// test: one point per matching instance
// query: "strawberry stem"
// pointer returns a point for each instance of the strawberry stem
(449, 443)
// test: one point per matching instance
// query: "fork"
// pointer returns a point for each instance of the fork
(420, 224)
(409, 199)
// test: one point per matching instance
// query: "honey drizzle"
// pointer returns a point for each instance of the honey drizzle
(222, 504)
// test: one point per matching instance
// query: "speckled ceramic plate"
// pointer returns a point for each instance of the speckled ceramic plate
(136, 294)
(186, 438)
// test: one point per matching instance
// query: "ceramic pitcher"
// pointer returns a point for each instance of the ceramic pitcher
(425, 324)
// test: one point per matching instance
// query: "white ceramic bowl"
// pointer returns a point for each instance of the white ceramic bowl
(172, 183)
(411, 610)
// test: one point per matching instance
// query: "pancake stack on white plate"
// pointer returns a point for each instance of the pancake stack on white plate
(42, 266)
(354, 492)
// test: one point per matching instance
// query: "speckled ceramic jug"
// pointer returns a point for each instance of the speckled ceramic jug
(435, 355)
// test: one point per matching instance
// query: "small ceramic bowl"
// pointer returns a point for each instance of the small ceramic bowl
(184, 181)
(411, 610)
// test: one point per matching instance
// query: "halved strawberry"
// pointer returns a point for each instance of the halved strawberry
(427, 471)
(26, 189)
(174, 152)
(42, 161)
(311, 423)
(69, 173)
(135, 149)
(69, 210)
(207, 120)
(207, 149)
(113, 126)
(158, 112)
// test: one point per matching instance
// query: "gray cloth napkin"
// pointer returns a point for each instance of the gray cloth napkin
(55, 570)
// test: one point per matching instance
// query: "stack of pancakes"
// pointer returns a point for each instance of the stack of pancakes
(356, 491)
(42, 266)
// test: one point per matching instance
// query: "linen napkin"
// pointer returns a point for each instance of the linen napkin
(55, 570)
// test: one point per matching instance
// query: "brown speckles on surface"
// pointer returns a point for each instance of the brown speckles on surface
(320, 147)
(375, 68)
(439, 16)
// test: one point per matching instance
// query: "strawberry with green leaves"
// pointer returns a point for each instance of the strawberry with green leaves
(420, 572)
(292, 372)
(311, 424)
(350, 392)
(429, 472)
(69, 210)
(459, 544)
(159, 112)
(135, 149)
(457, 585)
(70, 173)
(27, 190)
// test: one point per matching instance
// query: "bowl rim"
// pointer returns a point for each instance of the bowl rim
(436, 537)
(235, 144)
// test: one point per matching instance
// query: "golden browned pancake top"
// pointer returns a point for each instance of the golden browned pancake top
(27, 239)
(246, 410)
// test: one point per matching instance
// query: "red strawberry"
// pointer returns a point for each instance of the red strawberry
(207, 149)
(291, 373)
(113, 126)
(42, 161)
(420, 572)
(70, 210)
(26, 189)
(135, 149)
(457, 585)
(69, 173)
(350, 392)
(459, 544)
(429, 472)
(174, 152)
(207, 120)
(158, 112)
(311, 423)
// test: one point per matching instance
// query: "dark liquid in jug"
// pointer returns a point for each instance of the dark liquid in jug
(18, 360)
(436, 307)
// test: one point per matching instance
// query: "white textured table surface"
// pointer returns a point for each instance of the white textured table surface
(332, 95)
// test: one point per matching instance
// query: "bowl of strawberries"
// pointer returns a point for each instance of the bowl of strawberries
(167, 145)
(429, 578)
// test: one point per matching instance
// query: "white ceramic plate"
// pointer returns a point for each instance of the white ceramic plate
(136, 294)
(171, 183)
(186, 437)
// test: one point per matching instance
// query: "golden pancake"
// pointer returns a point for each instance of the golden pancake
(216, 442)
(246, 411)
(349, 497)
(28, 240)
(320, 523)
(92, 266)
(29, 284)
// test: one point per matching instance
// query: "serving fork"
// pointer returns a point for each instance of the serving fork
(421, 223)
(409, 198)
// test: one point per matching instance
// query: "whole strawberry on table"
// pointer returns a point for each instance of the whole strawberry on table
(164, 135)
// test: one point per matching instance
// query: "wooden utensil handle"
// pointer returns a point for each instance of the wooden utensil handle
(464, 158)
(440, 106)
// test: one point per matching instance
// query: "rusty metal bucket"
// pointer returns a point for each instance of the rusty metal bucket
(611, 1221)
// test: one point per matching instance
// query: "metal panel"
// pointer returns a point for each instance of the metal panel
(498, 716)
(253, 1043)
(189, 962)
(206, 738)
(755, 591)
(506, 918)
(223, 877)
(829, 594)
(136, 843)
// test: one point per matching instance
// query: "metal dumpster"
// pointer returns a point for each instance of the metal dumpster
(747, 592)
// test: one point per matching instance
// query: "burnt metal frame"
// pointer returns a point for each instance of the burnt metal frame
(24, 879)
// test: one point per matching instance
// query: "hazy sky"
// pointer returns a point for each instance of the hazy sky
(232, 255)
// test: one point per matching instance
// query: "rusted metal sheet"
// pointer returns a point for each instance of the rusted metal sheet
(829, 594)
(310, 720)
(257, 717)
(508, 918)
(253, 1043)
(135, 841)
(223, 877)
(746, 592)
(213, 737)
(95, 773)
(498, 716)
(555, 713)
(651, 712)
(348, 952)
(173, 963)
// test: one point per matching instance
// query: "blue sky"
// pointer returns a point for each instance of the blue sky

***

## Problem to solve
Each entry is to be returned in full, character for character.

## Result for this task
// test: one point per matching instance
// query: "strawberry stem"
// pointer returns a point for each instance of the strawberry stem
(449, 443)
// test: one point per matching instance
// query: "fork"
// pointer returns a point for each instance of the fork
(420, 224)
(409, 199)
// test: one point per matching instance
// query: "honey drizzle"
// pointer returns a point for each instance of the honey drizzle
(222, 504)
// test: one point per matching instance
// query: "speckled ceramic plate"
// pointer returns a point for each instance of the speckled ceramic plate
(136, 294)
(186, 438)
// test: one point per matching instance
// query: "ceramic pitcher"
// pointer returns a point for each instance of the ceramic pitcher
(425, 324)
// test: one point per matching instance
// query: "white ceramic bowl"
// pointer returns a point for each instance of the white ceramic bowl
(172, 183)
(411, 610)
// test: one point per matching instance
// query: "pancake stack on white plate"
// pointer returns a point for each instance of the pancake stack on white plate
(42, 266)
(354, 492)
// test: one point per matching instance
// query: "speckled ceramic jug"
// pointer returns a point for each instance of the speckled ceramic jug
(435, 355)
// test: one point per matching instance
// query: "small ceramic bowl"
// pointer returns a point for each instance of the small ceramic bowl
(184, 181)
(411, 610)
// test: one point per matching instance
// query: "halved strawberry"
// pointer returns a point for each instance of the halved strawberry
(427, 471)
(26, 189)
(174, 152)
(42, 161)
(311, 423)
(69, 173)
(135, 149)
(69, 210)
(207, 120)
(207, 149)
(113, 126)
(158, 112)
// test: one point per matching instance
// query: "gray cloth napkin"
// pointer returns a point for each instance of the gray cloth napkin
(55, 570)
// test: one point per matching instance
// query: "stack of pancakes"
// pointer returns a point for each instance of the stack of pancakes
(356, 491)
(42, 266)
// test: one point per matching instance
// query: "linen napkin"
// pointer returns a point for each instance of the linen napkin
(55, 570)
// test: one point per matching instance
// query: "brown speckles on surface"
// pointer returns a point for each instance of the brown speckles on surface
(320, 147)
(375, 68)
(439, 16)
// test: one point per matching instance
// query: "strawberry with green leaves"
// pointer returns a point for each instance of the strawberry with green leaves
(420, 572)
(292, 372)
(311, 424)
(350, 392)
(429, 472)
(69, 210)
(459, 544)
(159, 112)
(135, 149)
(457, 585)
(70, 173)
(27, 190)
// test: one point per matching instance
// query: "bowl rim"
// pointer returns a point for each instance of the bowl rim
(436, 537)
(235, 144)
// test: one point per matching instance
// query: "golden browned pancake top"
// pointer returns a point for each instance of the golden browned pancake top
(27, 239)
(246, 410)
// test: one point per matching instance
// query: "red strawberry"
// pointer returns a point for each instance of the red strawberry
(207, 149)
(291, 373)
(113, 126)
(42, 161)
(420, 572)
(70, 210)
(26, 189)
(135, 149)
(457, 585)
(69, 173)
(350, 392)
(459, 544)
(429, 472)
(174, 152)
(207, 120)
(158, 112)
(311, 423)
// test: one point per matching instance
// query: "dark liquid in jug"
// pointer returns a point for each instance of the dark liquid in jug
(18, 360)
(436, 307)
// test: one point per matching instance
// query: "white textured table surface"
// pointer returns a point for each instance of the white textured table surface
(332, 95)
// test: one point per matching instance
// query: "bowl of strawberries"
// pointer returns a point for each instance of the bowl of strawberries
(167, 145)
(429, 578)
// test: one point per matching instance
// query: "white ceramic plate"
// pointer returns a point for each instance of the white ceramic plate
(136, 294)
(171, 183)
(186, 437)
// test: one point per matching instance
// query: "golden pancake"
// pointer returns a point for each instance of the golden pancake
(216, 442)
(246, 411)
(349, 497)
(28, 240)
(320, 523)
(92, 266)
(29, 284)
// test: one point per matching instance
// query: "serving fork"
// pointer returns a point for each instance of the serving fork
(421, 223)
(409, 198)
// test: one point per matching instance
// query: "whole strawberry on table"
// pointer returns a point for each instance of the whole strawberry on table
(164, 135)
// test: one point per matching instance
// query: "wooden utensil handle"
// pointer returns a point for each instance of the wooden utensil handle
(464, 158)
(440, 106)
// test: one point per matching instance
// query: "rusty metal bucket"
// pointer returns a point for each instance of the rusty metal bucket
(611, 1221)
// test: one point per matching instance
// query: "metal panel"
// pointer returns a point for each instance of the metal panel
(498, 716)
(253, 1043)
(189, 962)
(206, 738)
(755, 591)
(506, 918)
(223, 877)
(829, 594)
(136, 843)
// test: one point per matching instance
// query: "metal dumpster"
// pointer returns a point for each instance of the metal dumpster
(747, 592)
// test: one point per matching instance
// query: "burnt metal frame"
// pointer returns a point for each instance of the burnt metal frame
(24, 879)
// test: one point per matching instance
// query: "hazy sky"
// pointer returns a point for each instance of the hazy sky
(232, 255)
// test: one point per matching instance
// query: "rusted metal sheet"
// pointer returns a point for each instance of the rusted metal sheet
(829, 594)
(310, 720)
(257, 717)
(508, 918)
(253, 1043)
(135, 841)
(223, 877)
(746, 592)
(213, 737)
(95, 773)
(498, 716)
(555, 713)
(651, 712)
(348, 952)
(173, 963)
// test: one point per matching instance
// query: "blue sky"
// pointer returns a point for each instance of the blue sky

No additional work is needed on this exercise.